Wieso bewegt sich der Panel eigentlich nicht, wenn man NUR component.getLocation() anwendet? Denn, wie ich herausfand, sind die Koordinaten von getX() und getY von mouseDragged und mousePressed identisch und das was ich effektiv anwende, ist ein component.getLocation, denn das getX und das getY, das ich hinzuaddiere, wird weiter unten wieder subtrahiert.
Nur geht ein component.getLocation nicht alleine. Der JPanel bewegt sich dann überhaupt nicht!

Liebe Grüße
Reality


----------



## SlaterB (12. Mai 2008)

wenn du die Maus einen Pixel wegbewegst vom Ursprungsklick,
dann wirst du auch andere x/y in deiner Ausgabe sehen,
dann ist eben y nicht mehr pressedMouseOnY und das JPanel bewegt sich um einen Pixel,

je nachdem wie schnell gezeichnet wird, gilt danach schon die neue Location,
aber das ist egal:
wenn du dich zwei Pixel bewegt hast, dann könnte die Berechnung entweder um zwei Pixel von der Urspungslocation ausgeführt werden oder um einem Pixel von der letzen Bewegung, es kommt das gleiche heraus, kein Flimmern möglich


----------



## Reality (12. Mai 2008)

Hi SlaterB!
════════
**AUFGABE A**.
Aktualisiere in den Datenzeilen den Abschnitt von der Zeile mit „Lane-count request: drop a dot on each instance of the packers“ bis zum Ende der Datenzeilen, beide Enden eingeschlossen: Ersetze „plastic cup“ durch „paper cup“, lass alles andere unverändert und gib nur diesen Abschnitt wieder.

Elemente zur Ortsbestimmung
════════
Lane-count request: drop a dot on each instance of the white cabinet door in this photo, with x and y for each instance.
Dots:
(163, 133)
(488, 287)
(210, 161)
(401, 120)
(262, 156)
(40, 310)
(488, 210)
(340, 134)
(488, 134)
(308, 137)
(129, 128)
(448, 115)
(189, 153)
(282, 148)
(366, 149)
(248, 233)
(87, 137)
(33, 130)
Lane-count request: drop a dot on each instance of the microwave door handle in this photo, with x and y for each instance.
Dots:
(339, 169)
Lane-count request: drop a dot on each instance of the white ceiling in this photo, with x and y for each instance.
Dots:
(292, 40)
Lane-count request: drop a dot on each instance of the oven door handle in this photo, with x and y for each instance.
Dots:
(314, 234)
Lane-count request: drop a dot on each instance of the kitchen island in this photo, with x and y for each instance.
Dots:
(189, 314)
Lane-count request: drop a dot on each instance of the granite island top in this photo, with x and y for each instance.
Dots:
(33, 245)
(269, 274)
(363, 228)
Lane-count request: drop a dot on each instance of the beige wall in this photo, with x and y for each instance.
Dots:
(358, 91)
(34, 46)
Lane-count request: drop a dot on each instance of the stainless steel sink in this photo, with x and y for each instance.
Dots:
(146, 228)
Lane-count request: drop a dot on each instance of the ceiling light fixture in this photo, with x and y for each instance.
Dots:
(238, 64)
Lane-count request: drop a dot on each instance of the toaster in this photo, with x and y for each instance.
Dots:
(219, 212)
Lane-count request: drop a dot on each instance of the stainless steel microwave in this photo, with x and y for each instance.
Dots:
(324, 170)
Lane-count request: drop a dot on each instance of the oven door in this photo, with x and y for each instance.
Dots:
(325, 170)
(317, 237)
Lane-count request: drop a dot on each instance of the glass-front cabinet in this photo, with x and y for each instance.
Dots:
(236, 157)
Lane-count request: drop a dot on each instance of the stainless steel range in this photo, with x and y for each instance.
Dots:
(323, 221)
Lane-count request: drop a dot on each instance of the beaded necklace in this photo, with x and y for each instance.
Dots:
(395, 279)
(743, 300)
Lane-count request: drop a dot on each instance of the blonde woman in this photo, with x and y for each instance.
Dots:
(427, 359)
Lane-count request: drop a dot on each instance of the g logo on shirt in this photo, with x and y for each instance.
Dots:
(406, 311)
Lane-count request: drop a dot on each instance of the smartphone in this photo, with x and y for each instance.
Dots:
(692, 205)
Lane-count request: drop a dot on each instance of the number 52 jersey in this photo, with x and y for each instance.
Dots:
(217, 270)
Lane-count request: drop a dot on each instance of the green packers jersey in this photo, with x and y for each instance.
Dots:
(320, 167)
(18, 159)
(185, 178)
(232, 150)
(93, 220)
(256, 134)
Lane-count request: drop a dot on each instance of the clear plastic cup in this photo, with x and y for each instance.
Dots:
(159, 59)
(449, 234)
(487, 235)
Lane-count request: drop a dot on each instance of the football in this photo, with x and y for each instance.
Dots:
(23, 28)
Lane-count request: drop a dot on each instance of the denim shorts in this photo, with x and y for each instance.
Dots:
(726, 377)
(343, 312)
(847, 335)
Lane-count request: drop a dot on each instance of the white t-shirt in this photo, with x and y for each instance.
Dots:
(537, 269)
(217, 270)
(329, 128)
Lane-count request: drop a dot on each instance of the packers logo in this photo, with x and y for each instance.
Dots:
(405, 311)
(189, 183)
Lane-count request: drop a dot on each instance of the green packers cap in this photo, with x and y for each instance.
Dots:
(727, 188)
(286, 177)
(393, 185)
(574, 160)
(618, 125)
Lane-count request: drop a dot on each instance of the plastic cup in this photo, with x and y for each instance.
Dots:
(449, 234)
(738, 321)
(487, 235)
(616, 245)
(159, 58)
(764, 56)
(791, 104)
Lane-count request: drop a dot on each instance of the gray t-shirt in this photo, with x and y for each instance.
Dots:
════════
**AUFGABE B**.
Welche Methoden werden im Lesetext namentlich erwähnt?

**SCHRIFTLICHE ANTWORT A**.
Lane-count request: drop a dot on each instance of the packers logo in this photo, with x and y for each instance.
Dots:
(405, 311)
(189, 183)
Lane-count request: drop a dot on each instance of the green packers cap in this photo, with x and y for each instance.
Dots:
(727, 188)
(286, 177)
(393, 185)
(574, 160)
(618, 125)
Lane-count request: drop a dot on each instance of the paper cup in this photo, with x and y for each instance.
Dots:
(449, 234)
(738, 321)
(487, 235)
(616, 245)
(159, 58)
(764, 56)
(791, 104)
Lane-count request: drop a dot on each instance of the gray t-shirt in this photo, with x and y for each instance.
Dots:

**SCHRIFTLICHE ANTWORT B**.
- getLocation() (als component.getLocation())
- getX()
- getY
- mouseDragged
- mousePressed